• **EXCERPT PROVIDED**
--- Start ---

Monday, June 27, 2011

AWOL Free

Up until about a few days ago I was pretty adamant about closing the curtains on the ever so infamous, Couch Surfing Lawler escapades. Keeping up with it became less of a priority and somewhere along the line I began to let a smidgen of 'couch surfer' fall between the cracks. Say it ain't so, E! I will infuse a little Nancy Reagan-ism and respond with a, "Just say No!" to relinquishing the title of couch surfer. And no it is.

I must give credit where credit is due, to be completely honest. My mom called me earlier this evening and I picked up the phone to her being a tad choked up and greeting me with, "I should never read these things when I'm by myself..." It has been about a year since I really allowed myself to jam on the keyboard and write. But apparently mom stumbled upon a few pages of writing that I began shortly after returning from a stint in Europe. It was really a journaling of my emotional, physical and spiritual journey through Europe at a pretty dark chapter in my life that lead me, ultimately, to where I am today. Good things from rocky patches.

She read a few of my excerpts out loud and I found myself transported back to twelve years prior in the hills of Tuscany, then the valleys of Switzerland and the quaint pubs of Ireland. "You have to write again." After sharing a little of this with my husband he too chided, "I've told you that for a year. Write."

And so begins the penning of words, memories and travels of years past. I'll leave you with a short excerpt from an experience in Ireland visiting the Cliffs of Moher, but nothing more : )

--- End ---

• **DATASET EXCERPTS**
--- Start ---

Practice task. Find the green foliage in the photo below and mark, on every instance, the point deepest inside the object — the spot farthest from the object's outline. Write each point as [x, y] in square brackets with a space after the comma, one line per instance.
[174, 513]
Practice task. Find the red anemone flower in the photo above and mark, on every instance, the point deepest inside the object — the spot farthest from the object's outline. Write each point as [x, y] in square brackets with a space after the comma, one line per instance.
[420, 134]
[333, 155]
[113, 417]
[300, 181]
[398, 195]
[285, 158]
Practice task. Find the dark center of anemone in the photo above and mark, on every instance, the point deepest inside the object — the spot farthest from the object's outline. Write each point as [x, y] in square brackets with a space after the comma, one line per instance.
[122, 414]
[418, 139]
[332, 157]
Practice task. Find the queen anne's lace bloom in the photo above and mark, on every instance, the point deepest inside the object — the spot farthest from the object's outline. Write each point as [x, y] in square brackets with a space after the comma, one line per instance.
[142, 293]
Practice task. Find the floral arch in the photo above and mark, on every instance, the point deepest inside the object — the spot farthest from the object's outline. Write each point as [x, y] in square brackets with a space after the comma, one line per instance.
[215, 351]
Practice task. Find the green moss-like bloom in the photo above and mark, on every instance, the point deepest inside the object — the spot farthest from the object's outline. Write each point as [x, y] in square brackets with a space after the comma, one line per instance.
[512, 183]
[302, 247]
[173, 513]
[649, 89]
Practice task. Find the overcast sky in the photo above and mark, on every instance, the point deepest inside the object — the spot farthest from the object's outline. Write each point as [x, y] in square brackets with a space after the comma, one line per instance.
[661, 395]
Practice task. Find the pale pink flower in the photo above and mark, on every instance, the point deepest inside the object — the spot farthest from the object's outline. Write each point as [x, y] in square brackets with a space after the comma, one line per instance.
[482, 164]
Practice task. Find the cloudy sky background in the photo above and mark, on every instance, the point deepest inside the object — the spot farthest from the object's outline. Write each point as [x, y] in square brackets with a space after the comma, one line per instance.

--- End ---

• **EXERCISE REQUIREMENTS**
1. In one to three sentences, explain what led the writer of the blog post to start writing again.
2. Based on the blog post, state whether each statement agrees with it, answering yes or no and quoting the deciding words: (a) The writing the mom found was begun shortly after the writer came back from Europe. (b) The writer has written regularly over the past year. (c) The promised excerpt describes visiting the Cliffs of Moher in Switzerland.
Answer using only the blog post.

• **ANSWERS IN ORDER**
1. The writer's mom found pages written shortly after the Europe trip, read some excerpts aloud on the phone, and said, "You have to write again." The writer's husband added, "I've told you that for a year. Write."

2.
(a) Yes: "a few pages of writing that I began shortly after returning from a stint in Europe."
(b) No: "It has been about a year since I really allowed myself to jam on the keyboard and write."
(c) No: "an experience in Ireland visiting the Cliffs of Moher."